## ABOUT THIS TASK
Please read the article on anorexia treatment: besides normal vital signs, what must a hospitalized patient be able and willing to do before moving to a residential treatment center?

## EXTRACT TO READ

If your loved one has been diagnosed with anorexia, then you should understand that treatment is necessary to control the disorder. Anorexia can lead to complications such as low bone mass, heart weakness, kidney damage, and anemia. The disorder can even lead to premature death if treatment is not sought in a timely manner. Both inpatient and outpatient treatments for anorexia nervosa are suggested. Keep reading to learn about some signs that outpatient treatment is a good option for your loved one.
The Condition Is Not Life-Threatening
Inpatient care and hospitalization are used to treat individuals with severe or life-threatening anorexia conditions. Hospitalization is short-term care that involves medical stabilization. Stabilization involved treatment until the vital signs are normal and consistent. Heart rate, blood pressure, and respiration will need to be within normal levels before an individual can be moved out of hospital treatment. Also, the patient must be able and willing to eat on their own. When this is the case, then the patient can be moved to a residential treatment center.
Basically, any person who experiencing complications in terms of their health should be hospitalized. If the complication is not severe, then residential treatment may be a better option.
If a life threatening condition is not present and if your loved one wants to receive treatment, then outpatient treatment may be advisable. This is also common if the anorexia problem is addressed relatively soon after you see the first signs of the disease. Outpatient treatment is also most effective when the individual has an active support structure at home. This allows the patient to develop a sense of independence and positive self-esteem to boost self image.
The Ailment Does Not Require Medication
Anorexia is an ailment that is often a co-existing one. This means that the problem occurs along with depression, anxiety, bipolar disorder, obsessive compulsive disorder or another type of mental issue. These disorders as well as other are ones that require treatment with medication. This helps to control the mental disorder that can act as a trigger for the anorexia.
If there is no diagnosed mental disorder, then mood stabilization will ne be part of the treatment plan. This means that your loved one will not need to under the constant care of a physician or psychiatrist.
While some people can benefit from antidepressants, this is sometimes not necessary and intensive psychotherapy and behavior modification can be the focus of the treatment instead.

## PROVIDED DATA
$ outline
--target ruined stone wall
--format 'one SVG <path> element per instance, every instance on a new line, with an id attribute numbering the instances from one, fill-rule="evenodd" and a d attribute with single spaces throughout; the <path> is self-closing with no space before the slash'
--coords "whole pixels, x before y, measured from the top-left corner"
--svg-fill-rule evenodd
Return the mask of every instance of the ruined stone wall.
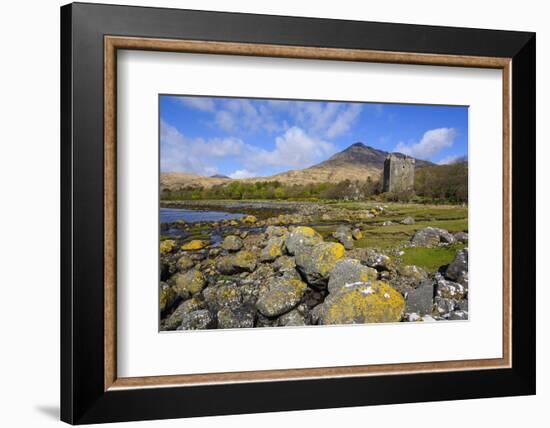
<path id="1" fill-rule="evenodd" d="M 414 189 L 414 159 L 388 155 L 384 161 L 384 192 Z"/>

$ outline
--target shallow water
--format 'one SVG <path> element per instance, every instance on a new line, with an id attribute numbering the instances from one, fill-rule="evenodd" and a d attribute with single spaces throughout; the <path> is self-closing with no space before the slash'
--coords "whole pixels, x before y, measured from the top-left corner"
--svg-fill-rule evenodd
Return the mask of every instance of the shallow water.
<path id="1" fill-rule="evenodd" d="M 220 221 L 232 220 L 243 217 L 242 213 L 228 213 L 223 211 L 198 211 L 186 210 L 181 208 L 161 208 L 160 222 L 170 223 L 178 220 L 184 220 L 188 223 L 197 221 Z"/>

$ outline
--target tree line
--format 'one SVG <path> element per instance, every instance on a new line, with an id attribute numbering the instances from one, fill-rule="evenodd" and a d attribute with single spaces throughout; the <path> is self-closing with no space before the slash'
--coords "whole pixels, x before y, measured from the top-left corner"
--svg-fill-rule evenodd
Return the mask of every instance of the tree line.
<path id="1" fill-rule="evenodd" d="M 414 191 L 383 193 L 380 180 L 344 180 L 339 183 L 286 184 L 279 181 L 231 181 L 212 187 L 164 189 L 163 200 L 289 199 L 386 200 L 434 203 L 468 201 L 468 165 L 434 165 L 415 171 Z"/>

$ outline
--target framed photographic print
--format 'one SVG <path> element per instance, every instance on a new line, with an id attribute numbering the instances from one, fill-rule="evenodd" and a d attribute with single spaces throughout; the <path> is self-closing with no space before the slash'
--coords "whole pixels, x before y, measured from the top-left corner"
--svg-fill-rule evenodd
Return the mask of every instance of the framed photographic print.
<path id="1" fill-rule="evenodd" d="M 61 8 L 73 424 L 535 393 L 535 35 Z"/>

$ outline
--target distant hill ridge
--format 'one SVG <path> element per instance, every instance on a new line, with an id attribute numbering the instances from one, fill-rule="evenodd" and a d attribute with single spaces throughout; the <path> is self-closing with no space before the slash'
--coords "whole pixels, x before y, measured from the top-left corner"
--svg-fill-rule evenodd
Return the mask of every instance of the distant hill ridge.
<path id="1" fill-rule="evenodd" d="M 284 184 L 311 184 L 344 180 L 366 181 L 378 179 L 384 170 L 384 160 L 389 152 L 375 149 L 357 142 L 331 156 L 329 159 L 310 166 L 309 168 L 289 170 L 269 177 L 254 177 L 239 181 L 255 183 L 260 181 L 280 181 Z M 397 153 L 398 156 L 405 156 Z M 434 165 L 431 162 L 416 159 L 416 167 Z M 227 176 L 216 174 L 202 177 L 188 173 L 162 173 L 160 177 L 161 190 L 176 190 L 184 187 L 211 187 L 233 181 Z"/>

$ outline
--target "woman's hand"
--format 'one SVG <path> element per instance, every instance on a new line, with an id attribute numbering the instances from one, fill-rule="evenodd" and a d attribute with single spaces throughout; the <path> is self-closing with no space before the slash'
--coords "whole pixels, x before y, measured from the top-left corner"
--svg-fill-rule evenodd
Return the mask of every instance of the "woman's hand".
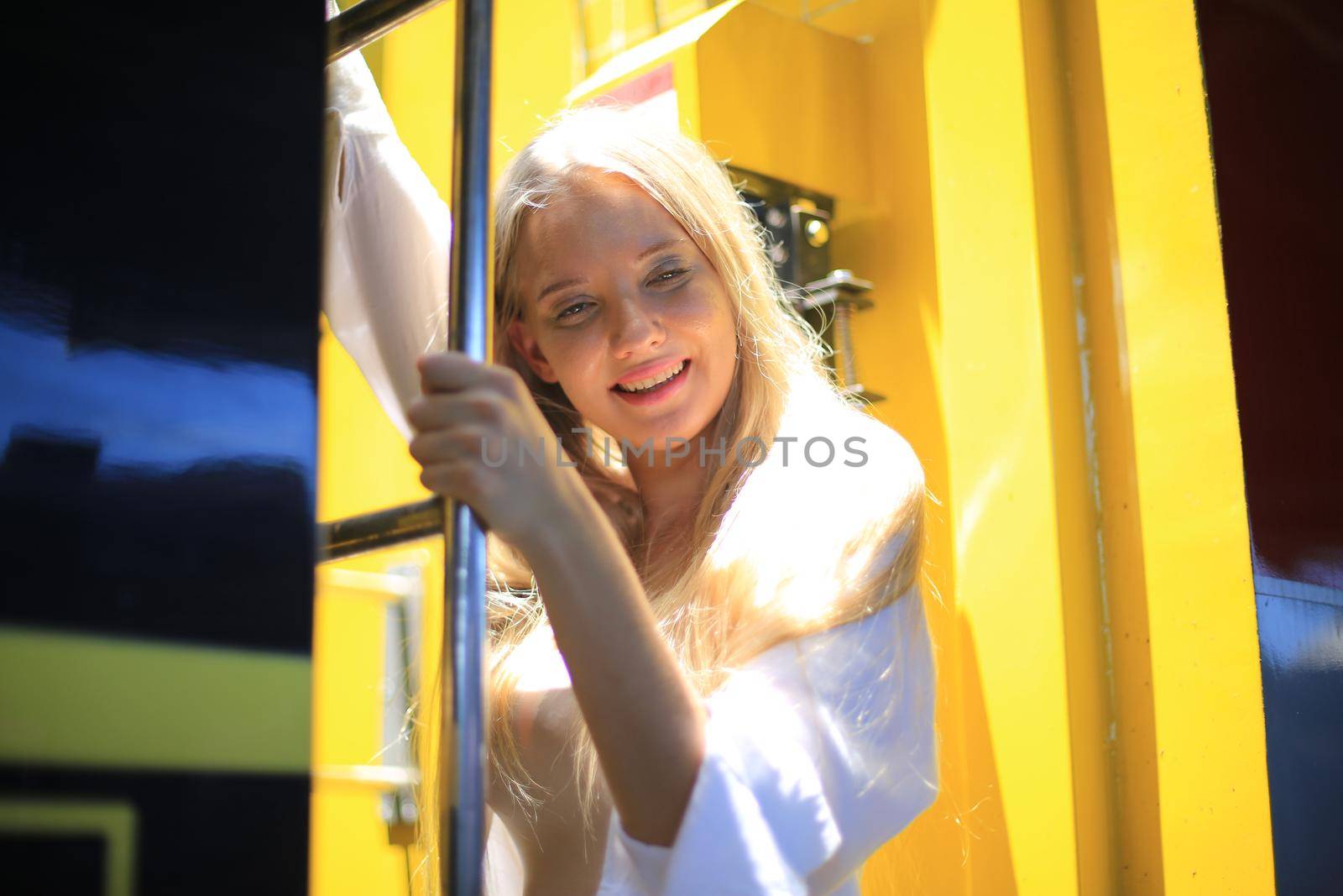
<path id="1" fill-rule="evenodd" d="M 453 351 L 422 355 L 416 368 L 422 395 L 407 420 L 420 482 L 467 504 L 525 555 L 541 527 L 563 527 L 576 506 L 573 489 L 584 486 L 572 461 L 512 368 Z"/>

## RESULT
Eat on their own.